Excerpted records –
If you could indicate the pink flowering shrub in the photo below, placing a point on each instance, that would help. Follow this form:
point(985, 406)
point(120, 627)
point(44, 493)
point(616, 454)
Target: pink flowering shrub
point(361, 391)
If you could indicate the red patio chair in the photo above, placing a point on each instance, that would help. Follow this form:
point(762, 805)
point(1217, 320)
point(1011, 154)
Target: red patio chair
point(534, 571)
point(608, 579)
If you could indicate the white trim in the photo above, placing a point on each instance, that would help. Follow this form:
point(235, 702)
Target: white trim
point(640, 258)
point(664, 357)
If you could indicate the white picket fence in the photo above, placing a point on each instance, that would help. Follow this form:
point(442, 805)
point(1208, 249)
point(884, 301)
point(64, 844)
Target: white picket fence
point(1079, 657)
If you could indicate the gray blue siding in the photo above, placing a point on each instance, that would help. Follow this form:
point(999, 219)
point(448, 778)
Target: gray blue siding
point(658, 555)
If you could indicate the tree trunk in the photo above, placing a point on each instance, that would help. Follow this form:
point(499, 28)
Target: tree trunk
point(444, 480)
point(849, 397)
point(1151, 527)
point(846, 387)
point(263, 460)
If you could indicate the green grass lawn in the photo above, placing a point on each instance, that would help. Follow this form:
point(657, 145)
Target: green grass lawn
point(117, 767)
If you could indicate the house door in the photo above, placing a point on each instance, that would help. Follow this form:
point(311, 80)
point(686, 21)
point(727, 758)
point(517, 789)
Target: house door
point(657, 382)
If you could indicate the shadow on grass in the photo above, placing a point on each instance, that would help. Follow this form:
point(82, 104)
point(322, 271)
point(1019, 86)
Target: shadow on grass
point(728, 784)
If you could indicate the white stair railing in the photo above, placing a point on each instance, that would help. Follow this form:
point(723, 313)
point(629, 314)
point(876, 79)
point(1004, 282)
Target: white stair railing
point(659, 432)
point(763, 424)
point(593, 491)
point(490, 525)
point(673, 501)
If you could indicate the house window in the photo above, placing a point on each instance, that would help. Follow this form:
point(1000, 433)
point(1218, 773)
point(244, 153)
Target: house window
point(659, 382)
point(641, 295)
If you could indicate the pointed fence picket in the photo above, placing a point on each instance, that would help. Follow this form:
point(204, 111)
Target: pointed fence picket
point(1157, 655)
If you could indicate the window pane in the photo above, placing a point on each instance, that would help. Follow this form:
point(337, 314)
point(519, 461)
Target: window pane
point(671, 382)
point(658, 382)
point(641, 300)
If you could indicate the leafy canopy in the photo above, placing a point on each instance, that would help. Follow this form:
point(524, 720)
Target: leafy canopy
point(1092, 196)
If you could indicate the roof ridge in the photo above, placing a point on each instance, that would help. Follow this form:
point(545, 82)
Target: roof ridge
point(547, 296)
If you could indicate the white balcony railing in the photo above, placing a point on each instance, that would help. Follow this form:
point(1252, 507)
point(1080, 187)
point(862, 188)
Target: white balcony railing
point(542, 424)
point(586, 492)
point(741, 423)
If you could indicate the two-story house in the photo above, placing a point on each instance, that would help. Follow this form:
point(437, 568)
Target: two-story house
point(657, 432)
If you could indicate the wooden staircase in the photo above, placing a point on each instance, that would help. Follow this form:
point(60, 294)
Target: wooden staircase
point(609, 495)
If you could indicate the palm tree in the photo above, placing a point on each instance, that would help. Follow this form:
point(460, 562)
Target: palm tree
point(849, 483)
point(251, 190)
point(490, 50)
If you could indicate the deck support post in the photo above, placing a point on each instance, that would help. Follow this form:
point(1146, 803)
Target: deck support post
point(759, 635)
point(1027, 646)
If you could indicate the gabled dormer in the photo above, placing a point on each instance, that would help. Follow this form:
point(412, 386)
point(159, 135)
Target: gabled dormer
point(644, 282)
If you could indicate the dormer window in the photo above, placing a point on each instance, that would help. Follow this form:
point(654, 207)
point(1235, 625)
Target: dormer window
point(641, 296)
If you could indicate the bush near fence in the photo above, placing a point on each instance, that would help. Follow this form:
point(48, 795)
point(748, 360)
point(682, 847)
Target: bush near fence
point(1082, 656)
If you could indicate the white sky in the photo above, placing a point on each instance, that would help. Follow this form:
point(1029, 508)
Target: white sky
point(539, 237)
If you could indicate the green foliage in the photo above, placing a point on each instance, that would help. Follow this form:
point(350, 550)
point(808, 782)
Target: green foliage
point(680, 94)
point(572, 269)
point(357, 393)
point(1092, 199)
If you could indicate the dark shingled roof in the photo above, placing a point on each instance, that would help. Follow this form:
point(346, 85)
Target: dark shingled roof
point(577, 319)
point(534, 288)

Task directions –
Set all the entries above down again exactly.

Your response –
If you could indicate the pink flowering shrub in the photo below, placing a point on each instance, that would help. Follow this form:
point(985, 406)
point(120, 627)
point(44, 493)
point(616, 454)
Target: pink flowering shrub
point(361, 391)
If you could indicate the red patio chair in the photo above, placing a point on each instance, that would help. Follow this form:
point(762, 805)
point(1217, 320)
point(1011, 154)
Target: red patio chair
point(534, 571)
point(608, 579)
If you could indicate the white trim in the photo above, placing a point on each instance, that would help. Follow this form:
point(235, 702)
Target: white trim
point(640, 258)
point(664, 357)
If you could indicate the white picket fence in the photo above, placing a point on each instance, that would help. Follow this form:
point(442, 805)
point(1208, 249)
point(884, 301)
point(64, 844)
Target: white picket fence
point(1079, 657)
If you could indicate the gray blue siding in the photo above, placing a point on each instance, that would help. Follow this form:
point(999, 219)
point(448, 778)
Target: gray blue siding
point(658, 555)
If you could indicate the tree trunk in the photo above, placing a point on each instance, that would help. Follow this form:
point(499, 28)
Target: tree trunk
point(444, 480)
point(849, 397)
point(1151, 527)
point(846, 387)
point(263, 460)
If you could indicate the green grass lawn in the photo above, placing a point on each instance, that would help. Follow this form:
point(657, 145)
Target: green grass lawn
point(117, 767)
If you could indicate the house door in the photo above, placing a point on each instance, that would help. Follow this form:
point(311, 80)
point(686, 21)
point(727, 758)
point(517, 789)
Target: house door
point(657, 382)
If you could indicate the shadow on grass in the photo above, placing a point on each instance, that would help. Follow this form:
point(82, 104)
point(322, 271)
point(1019, 86)
Target: shadow on grass
point(728, 784)
If you could indicate the white stair railing in the photo above, placing a point on each instance, that would help. Follow this form:
point(723, 313)
point(629, 314)
point(876, 79)
point(1004, 282)
Target: white stair railing
point(659, 432)
point(763, 424)
point(593, 491)
point(490, 525)
point(673, 501)
If you could indicate the house window in the photo above, placing a point on each instance, that would help. Follow this form:
point(1000, 433)
point(1218, 773)
point(244, 153)
Target: house window
point(659, 382)
point(641, 295)
If you could indicate the pointed fence picket in the photo above, placing a point on each instance, that would help. Follow this form:
point(204, 111)
Target: pointed fence picket
point(1157, 655)
If you could indicate the window pane in the photo above, placing a point on each instance, that would help. Follow this form:
point(337, 314)
point(519, 461)
Target: window pane
point(671, 382)
point(658, 382)
point(641, 300)
If you could indicate the leafy canopy in the photo above, placing a point on each instance, that would help. Follow this form:
point(524, 720)
Target: leafy canopy
point(1092, 196)
If you could indicate the roof ridge in the photo above, placing a point on each instance, that would help. Follow this form:
point(545, 82)
Target: roof ridge
point(547, 296)
If you could indicate the white balcony railing in the photo above, placing a point on each instance, that would help. Follow this form:
point(1252, 507)
point(1080, 187)
point(862, 188)
Target: white balcony railing
point(542, 424)
point(586, 492)
point(741, 423)
If you could indicate the two-story house in the photo above, placing a point on each instance, that would help. Follow this form:
point(437, 568)
Target: two-story house
point(657, 432)
If you could indicate the wooden staircase in the photo above, placing a point on each instance, that would help. Follow this form:
point(60, 294)
Target: wooden staircase
point(609, 495)
If you could indicate the palm tree in the photo above, placing a point on each instance, that would help. Follow this form:
point(460, 562)
Target: palm tree
point(849, 483)
point(251, 190)
point(490, 50)
If you could indicate the deck support post in the photo above, placing a point on each instance, that would help. Follow this form:
point(1146, 803)
Target: deck support post
point(759, 635)
point(1027, 646)
If you could indicate the gabled dormer in the photo above, placing a point on each instance, that would help. Follow this form:
point(412, 386)
point(159, 135)
Target: gabled dormer
point(644, 282)
If you could indicate the dormer window in the photo above, placing a point on each instance, that would help. Follow this form:
point(654, 207)
point(1235, 625)
Target: dormer window
point(641, 296)
If you could indicate the bush near fence in the photo above, placing a point on each instance, that would help. Follow this form:
point(48, 795)
point(748, 360)
point(682, 847)
Target: bush near fence
point(1082, 656)
If you could indicate the white sky in the photo above, placing a point on each instance, that would help. Follow this form:
point(1029, 508)
Target: white sky
point(539, 237)
If you could indicate the green foliage in the photo above, placing a point on each instance, that would help. Follow this form:
point(350, 550)
point(808, 782)
Target: green foliage
point(680, 94)
point(572, 269)
point(357, 393)
point(1092, 199)
If you could indicate the dark shingled roof in the photo above, placing a point on each instance, that would help. Follow this form:
point(346, 85)
Target: dark shingled roof
point(577, 319)
point(534, 288)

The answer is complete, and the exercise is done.